Le rapport soulève aussi la question du profil psychologique du prêtre. « Seuls les témoignages de personnes l’ayant connu jeune pourraient permettre de porter un jugement circonstancié. Il n’en reste pas moins que toucher les seins de jeunes femmes sans leur consentement est une agression sexuelle, et n’est pas concevable de la part d’un prêtre. On imagine que les conséquences sur les personnes n’ont pas été négligeables. Et on retrouve toujours cette erreur parmi les chrétiens : mettre une personne sur un piédestal et ne pas arriver à voir la vérité, être incapable d’un jugement sain quand les révélations de maltraitances surviennent », analyse Isabelle Chartier Siben, médecin et victimologue spécialisée dans le traitement des violences sexuelles dans l’Église catholique.

DÉFI 1
Dans l'extrait sur le rapport consacré au prêtre, quelle est la spécialité d'Isabelle Chartier Siben ?
DÉFI 2
Poursuivez le texte sur le rapport consacré au prêtre à partir de sa dernière phrase.

DONNÉES ENREGISTRÉES

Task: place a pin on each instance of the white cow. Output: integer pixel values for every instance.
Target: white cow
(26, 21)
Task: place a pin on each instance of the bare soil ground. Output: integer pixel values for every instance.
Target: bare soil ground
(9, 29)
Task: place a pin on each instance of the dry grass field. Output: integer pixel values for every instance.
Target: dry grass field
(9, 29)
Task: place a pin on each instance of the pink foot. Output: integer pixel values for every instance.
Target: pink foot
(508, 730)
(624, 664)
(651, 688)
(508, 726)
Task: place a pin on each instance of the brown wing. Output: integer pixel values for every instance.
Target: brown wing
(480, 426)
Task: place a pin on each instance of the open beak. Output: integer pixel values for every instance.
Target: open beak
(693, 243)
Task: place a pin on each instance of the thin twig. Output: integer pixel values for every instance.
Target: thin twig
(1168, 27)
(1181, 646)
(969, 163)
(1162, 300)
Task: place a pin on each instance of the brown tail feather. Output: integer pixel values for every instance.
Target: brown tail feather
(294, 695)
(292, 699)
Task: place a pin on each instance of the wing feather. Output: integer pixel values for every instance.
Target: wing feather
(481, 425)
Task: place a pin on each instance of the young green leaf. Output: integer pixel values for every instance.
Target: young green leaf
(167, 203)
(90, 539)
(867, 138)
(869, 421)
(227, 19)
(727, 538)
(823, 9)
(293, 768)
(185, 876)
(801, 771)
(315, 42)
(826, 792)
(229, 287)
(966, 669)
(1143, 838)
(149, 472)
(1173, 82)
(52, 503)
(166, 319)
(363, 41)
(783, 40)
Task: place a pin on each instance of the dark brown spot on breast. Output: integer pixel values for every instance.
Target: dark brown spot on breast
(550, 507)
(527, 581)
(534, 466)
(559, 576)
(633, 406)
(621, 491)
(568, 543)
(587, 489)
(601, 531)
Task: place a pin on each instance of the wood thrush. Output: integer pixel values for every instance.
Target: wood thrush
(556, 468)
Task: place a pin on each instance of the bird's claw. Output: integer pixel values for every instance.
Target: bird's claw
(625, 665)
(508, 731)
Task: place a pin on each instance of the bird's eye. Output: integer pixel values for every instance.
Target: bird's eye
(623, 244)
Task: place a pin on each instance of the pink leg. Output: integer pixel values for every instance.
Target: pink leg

RÉPONSE 1
Elle est médecin et victimologue, spécialisée dans le traitement des violences sexuelles dans l'Église catholique.

RÉPONSE 2
Chasteté

L’abbé Pierre avait confié, à la fin de sa vie, avoir fait des entorses à son vœu de chasteté. « J’ai connu l’expérience du désir sexuel et de sa très rare satisfaction », confiait-il dans un livre d’entretiens publié en 2005 par Frédéric Lenoir. Plusieurs biographies racontent combien « certaines femmes idolâtraient » l’homme médiatique qu’il était devenu, raconte à La Croix Pierre Lunel, qui l’a côtoyé de près durant vingt ans. « C’était presque insupportable : on embrassait sa soutane, son béret, poursuit l’auteur d’une nouvelle biographie en 2023. Mais, en vingt ans, je ne l’ai jamais vu poser de gestes déplacés sur une femme, jamais ! Et pourtant je le suivais quotidiennement pendant de longues périodes, parfois quatre ou cinq ans ! »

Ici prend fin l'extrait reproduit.